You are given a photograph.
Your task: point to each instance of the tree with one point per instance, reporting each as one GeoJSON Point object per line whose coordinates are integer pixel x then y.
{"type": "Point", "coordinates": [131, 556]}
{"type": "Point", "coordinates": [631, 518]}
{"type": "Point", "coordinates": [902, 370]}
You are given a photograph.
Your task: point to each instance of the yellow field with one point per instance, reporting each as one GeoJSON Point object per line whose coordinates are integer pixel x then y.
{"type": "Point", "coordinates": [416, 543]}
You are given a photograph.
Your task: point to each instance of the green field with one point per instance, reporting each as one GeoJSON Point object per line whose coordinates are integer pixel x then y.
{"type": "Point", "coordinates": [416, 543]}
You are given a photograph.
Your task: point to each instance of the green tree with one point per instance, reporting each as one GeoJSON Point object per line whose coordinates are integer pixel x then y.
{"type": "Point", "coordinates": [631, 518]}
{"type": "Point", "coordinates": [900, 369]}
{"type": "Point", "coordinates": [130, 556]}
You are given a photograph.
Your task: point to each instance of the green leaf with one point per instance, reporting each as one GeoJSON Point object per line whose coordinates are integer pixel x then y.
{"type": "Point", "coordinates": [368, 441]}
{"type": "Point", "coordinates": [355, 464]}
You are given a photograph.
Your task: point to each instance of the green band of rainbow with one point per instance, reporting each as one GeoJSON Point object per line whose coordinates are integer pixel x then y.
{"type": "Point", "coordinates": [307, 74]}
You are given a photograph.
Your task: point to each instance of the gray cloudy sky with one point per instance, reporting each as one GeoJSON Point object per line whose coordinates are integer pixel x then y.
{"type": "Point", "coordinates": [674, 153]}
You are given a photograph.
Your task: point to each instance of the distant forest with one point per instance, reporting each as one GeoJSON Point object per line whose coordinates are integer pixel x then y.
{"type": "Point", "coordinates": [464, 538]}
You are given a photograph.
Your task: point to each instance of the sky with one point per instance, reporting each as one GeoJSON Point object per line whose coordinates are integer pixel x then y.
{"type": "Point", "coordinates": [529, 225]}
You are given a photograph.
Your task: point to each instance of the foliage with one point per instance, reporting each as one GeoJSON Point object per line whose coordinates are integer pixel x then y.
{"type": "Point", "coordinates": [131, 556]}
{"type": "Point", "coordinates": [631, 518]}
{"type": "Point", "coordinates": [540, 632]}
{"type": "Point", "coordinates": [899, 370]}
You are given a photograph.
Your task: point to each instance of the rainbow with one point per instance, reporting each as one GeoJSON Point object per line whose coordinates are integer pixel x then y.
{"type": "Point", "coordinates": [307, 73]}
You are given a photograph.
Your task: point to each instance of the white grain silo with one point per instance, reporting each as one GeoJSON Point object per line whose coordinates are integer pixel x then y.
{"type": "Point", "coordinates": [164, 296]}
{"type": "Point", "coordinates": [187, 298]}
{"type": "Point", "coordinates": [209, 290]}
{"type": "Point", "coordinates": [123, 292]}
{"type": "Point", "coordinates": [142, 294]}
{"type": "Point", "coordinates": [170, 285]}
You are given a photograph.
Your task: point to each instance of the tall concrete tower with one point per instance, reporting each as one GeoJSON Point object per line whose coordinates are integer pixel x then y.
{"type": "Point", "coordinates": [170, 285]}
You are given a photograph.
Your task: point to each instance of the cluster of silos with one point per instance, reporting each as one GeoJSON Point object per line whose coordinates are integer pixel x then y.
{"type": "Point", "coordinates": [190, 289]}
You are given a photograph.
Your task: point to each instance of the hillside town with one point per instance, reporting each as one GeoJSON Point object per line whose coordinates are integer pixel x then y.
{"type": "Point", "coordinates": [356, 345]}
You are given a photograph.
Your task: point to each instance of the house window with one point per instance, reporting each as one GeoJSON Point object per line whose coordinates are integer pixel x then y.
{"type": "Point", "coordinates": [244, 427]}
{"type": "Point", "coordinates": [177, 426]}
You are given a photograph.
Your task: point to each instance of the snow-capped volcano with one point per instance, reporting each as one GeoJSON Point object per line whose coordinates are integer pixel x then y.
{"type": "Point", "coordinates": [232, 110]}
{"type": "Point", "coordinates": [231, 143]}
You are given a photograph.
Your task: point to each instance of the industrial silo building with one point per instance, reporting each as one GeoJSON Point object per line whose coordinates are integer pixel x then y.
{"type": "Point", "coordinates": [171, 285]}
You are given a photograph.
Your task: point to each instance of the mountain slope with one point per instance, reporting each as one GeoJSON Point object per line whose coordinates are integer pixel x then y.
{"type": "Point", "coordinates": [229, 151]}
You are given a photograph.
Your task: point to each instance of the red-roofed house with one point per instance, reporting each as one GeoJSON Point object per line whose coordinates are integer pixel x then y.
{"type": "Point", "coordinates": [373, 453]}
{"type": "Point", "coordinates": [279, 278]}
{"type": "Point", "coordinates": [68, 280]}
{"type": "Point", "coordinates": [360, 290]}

**YOUR TASK**. Restate every entry word for word.

**ANSWER TO THE TASK**.
You are given a photograph.
Your task: point to each instance of the tree with one point per instance, reporting each as one GeoJSON Point object per line whose coordinates are integer pixel x then y.
{"type": "Point", "coordinates": [131, 556]}
{"type": "Point", "coordinates": [631, 518]}
{"type": "Point", "coordinates": [902, 370]}
You are given a photograph.
Your task: point to each instance of the yellow field with one point per instance, reporting each as one GeoJSON Point object per line whose coordinates are integer pixel x then y.
{"type": "Point", "coordinates": [416, 543]}
You are given a photograph.
Your task: point to each instance of the green field with one point per instance, reporting each as one GeoJSON Point object per line whose coordinates are integer pixel x then y.
{"type": "Point", "coordinates": [416, 543]}
You are given a photograph.
Your task: point to each instance of the green tree with one point per instance, reporting each as one GeoJSON Point object per line whose coordinates are integer pixel x then y.
{"type": "Point", "coordinates": [631, 518]}
{"type": "Point", "coordinates": [900, 369]}
{"type": "Point", "coordinates": [130, 556]}
You are given a photograph.
Your task: point to each instance of the green leaf with one point per instance, reporting each as one GeoJSON Point object per line whose coordinates are integer pixel x then y.
{"type": "Point", "coordinates": [368, 441]}
{"type": "Point", "coordinates": [355, 464]}
You are given a photograph.
Your task: point to each instance of the green band of rainbow with one point per instance, reporting each as one GeoJSON Point object per line whose coordinates are integer pixel x then y.
{"type": "Point", "coordinates": [307, 74]}
You are given a photograph.
Your task: point to each instance of the gray cloudy sky with one point per instance, reporting each as one GeoJSON Point object per line whose coordinates are integer pixel x then y.
{"type": "Point", "coordinates": [674, 153]}
You are given a photograph.
Your task: point to each instance of the distant forest with one point per instance, reporting each as one GeoJSON Point object per line whose coordinates are integer pixel x then y.
{"type": "Point", "coordinates": [464, 538]}
You are given a photograph.
Your task: point to each instance of the sky with one point per instance, reporting each as one GeoJSON Point object per line whose coordinates are integer pixel x then y.
{"type": "Point", "coordinates": [529, 225]}
You are given a photograph.
Your task: point to each instance of the foliage with one point per instance, reporting each as one GeoJSON Point object per line whose coordinates are integer pixel x then y.
{"type": "Point", "coordinates": [131, 556]}
{"type": "Point", "coordinates": [631, 518]}
{"type": "Point", "coordinates": [540, 632]}
{"type": "Point", "coordinates": [899, 370]}
You are given a photograph.
Your task: point to each instance of the rainbow with one point per instance, reporting each as one GeoJSON Point object per line whose coordinates are integer pixel x then y.
{"type": "Point", "coordinates": [307, 73]}
You are given a photograph.
Your task: point to each instance of the white grain silo with one point per instance, reporting each as one GeoJSON Point object per line whose coordinates are integer pixel x then y.
{"type": "Point", "coordinates": [164, 296]}
{"type": "Point", "coordinates": [187, 298]}
{"type": "Point", "coordinates": [209, 290]}
{"type": "Point", "coordinates": [123, 292]}
{"type": "Point", "coordinates": [142, 294]}
{"type": "Point", "coordinates": [170, 285]}
You are given a photograph.
Your task: point to each instance of the tall concrete tower with one point per instance, reporting each as one GeoJSON Point object per line whose coordinates are integer pixel x then y.
{"type": "Point", "coordinates": [170, 285]}
You are given a photograph.
Your task: point to each instance of the cluster of silos with one point per instance, reporting each as one GeoJSON Point object per line whose coordinates are integer pixel x then y.
{"type": "Point", "coordinates": [190, 289]}
You are given a photograph.
Your task: point to each instance of the hillside town with one point per instance, reporting each as one GeoJSON Point object per line whose coordinates are integer pixel x then y.
{"type": "Point", "coordinates": [356, 345]}
You are given a photograph.
Your task: point to each instance of the house window with one point per instance, reporting each as one GeoJSON Point object per line whose coordinates are integer pixel x then y.
{"type": "Point", "coordinates": [244, 427]}
{"type": "Point", "coordinates": [177, 426]}
You are given a photograph.
Your task: point to each instance of the snow-capped volcano with one point per instance, reporting each as one GeoJSON Point object per line whose coordinates are integer pixel x then y.
{"type": "Point", "coordinates": [232, 110]}
{"type": "Point", "coordinates": [231, 143]}
You are given a photograph.
Your task: point to each instance of the industrial silo building with one point per instance, reporting each as one GeoJSON Point object per line whose coordinates are integer pixel x then y.
{"type": "Point", "coordinates": [171, 285]}
You are given a photograph.
Your task: point to each instance of the mountain slope with one point per instance, reporting each as one GeoJSON Point object per line whose coordinates are integer pixel x then y.
{"type": "Point", "coordinates": [229, 151]}
You are given a photograph.
Your task: point to each instance of the red-roofed house with one point per instance, reporting each as one GeoJSON Point object per line whose coordinates are integer pixel x then y.
{"type": "Point", "coordinates": [373, 453]}
{"type": "Point", "coordinates": [279, 278]}
{"type": "Point", "coordinates": [68, 280]}
{"type": "Point", "coordinates": [360, 290]}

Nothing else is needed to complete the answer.